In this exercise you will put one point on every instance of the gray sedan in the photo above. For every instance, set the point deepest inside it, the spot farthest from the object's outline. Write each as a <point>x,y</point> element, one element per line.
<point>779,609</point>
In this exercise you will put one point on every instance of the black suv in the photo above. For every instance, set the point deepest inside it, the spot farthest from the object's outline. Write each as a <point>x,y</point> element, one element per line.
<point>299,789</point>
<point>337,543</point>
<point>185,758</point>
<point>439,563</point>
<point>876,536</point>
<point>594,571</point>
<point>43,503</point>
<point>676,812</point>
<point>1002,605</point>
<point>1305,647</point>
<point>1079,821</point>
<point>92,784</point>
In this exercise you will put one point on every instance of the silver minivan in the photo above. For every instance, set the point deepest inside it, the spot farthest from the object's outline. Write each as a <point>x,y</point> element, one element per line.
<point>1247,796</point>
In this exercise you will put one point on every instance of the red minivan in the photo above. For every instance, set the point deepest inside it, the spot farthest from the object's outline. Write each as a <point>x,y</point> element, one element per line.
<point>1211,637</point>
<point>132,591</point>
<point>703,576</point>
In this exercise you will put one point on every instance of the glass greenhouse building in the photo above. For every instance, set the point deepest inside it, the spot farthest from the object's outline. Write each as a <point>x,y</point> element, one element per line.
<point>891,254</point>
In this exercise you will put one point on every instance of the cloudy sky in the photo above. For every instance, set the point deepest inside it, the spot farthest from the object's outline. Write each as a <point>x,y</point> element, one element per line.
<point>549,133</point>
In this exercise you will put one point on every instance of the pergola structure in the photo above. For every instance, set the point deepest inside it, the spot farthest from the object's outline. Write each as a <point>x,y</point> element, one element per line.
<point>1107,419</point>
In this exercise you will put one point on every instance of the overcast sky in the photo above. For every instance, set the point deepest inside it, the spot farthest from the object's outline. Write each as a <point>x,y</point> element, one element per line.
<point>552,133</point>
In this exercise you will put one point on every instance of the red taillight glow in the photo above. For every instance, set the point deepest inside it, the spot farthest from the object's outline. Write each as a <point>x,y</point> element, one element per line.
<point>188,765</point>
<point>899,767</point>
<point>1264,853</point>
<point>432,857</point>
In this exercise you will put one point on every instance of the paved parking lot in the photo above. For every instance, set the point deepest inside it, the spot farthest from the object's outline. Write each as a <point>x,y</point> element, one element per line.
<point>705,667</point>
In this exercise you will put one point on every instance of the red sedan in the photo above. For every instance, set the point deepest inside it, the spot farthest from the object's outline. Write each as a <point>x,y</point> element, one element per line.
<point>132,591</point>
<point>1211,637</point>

══════════

▸ WHAT IS EXPECTED
Copy the records again, starting at the beginning and ending with the line that contains "<point>779,609</point>", requests included. Multiply each point coordinate in the answers by 1.35 and round to whole numbers, with halves going up, and leave the requests as they are.

▸ ANSWER BELOW
In this exercise you will put one point on every instance of the gray sedan in the photo above. For every instance, set the point deepest inside it, the spot farthest from the object's outline. Write each as a <point>x,y</point> element, one element per line.
<point>1052,822</point>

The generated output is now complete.